Supplied text
◇ ◇ ◇ ◇ ◇ ◇ ◇
|Entry # 14 Results from the Hemithyroidectomy: The Dreaded Phone Call|
|My Story - My Thyroid Surgery|
|Wednesday, 07 January 2009 17:00|
As I laid on our couch going in and out of sleep my phone rang. It was a number from Georgia…I knew it was my surgeon with the results from my biopsy. My heart race as I reach for the phone. My surgeon went straight to the point “the pathology report shows stage one papillary carcinoma.” My heart just fell out of my chest. Yet again, I was speechless. I was now living my nightmare. I asked myself, how could I possibly have thyroid cancer? But I did have thyroid cancer....
The surgeon said I have two options. First, he could fit me into tomorrow afternoon for a thyroid surgery completion or he could wait for the next scheduled opening in two weeks. At this point I just wanted to get the surgeries over with….I responded “let’s do it tomorrow.” He thought that was a good plan.
I went back to my resting position on the couch and didn’t really know what to think. Shortly after the phone call my wife came home from work. I told her the bad news and I think she took it pretty hard. I never really had the attitude of “pitty me.” For me, this was just something that happened and I had to deal with it the best way possible. Basically, I had to trust the doctors and get this taken care of the best way possible to ensure a normal life.
◇ ◇ ◇ ◇ ◇ ◇ ◇
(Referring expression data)
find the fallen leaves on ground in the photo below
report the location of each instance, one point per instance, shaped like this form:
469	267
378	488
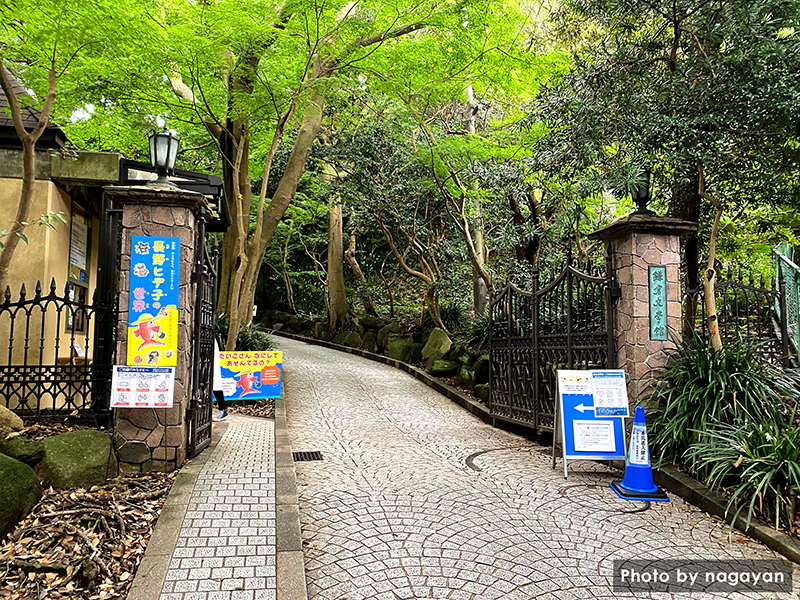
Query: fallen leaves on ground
262	408
83	544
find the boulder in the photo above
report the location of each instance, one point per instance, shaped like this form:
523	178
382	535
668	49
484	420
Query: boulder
438	345
402	347
24	450
19	492
78	459
370	322
444	368
320	330
369	341
465	378
482	391
459	353
9	422
386	331
134	452
348	338
482	368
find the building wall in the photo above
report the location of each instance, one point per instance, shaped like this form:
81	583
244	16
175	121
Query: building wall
45	258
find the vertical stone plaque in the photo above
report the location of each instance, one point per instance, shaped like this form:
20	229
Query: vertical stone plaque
657	283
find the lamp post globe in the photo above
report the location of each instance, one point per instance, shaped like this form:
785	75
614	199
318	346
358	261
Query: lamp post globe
◇ ◇ ◇ ◇ ◇ ◇ ◇
What this exercise asks
- A) From the thyroid surgery blog entry, extract the passage starting with "The surgeon said" and going on through "a normal life.".
- B) In the thyroid surgery blog entry, what did the surgeon say the pathology report showed?
- C) Carry on the thyroid surgery blog entry from the point where it stops.

Responses by item number
- A)
The surgeon said I have two options. First, he could fit me into tomorrow afternoon for a thyroid surgery completion or he could wait for the next scheduled opening in two weeks. At this point I just wanted to get the surgeries over with….I responded “let’s do it tomorrow.” He thought that was a good plan.
I went back to my resting position on the couch and didn’t really know what to think. Shortly after the phone call my wife came home from work. I told her the bad news and I think she took it pretty hard. I never really had the attitude of “pitty me.” For me, this was just something that happened and I had to deal with it the best way possible. Basically, I had to trust the doctors and get this taken care of the best way possible to ensure a normal life.

- B) The pathology report showed stage one papillary carcinoma.

- C)
It was a very hard night for us. My wife had to take another day off of work and we were back on our way to Georgia for surgery number two…completely removing my thyroid. I was still out of it from my first surgery and now I’m heading in for another one.
As I look back on that week, I realized that this week was one of the most stressful weeks of my life. So much happened in such a short period of time, it actually took another week or two in order for me to realize what happened. Maybe it was all of the anesthesia. It also took awhile for me to come to terms with my papillary thyroid cancer. I guess I was in the denial phase. From the beginning I was so confident that I did not have cancer and to finally realize that…yes I have cancer and yes I need to fight it…was a big step.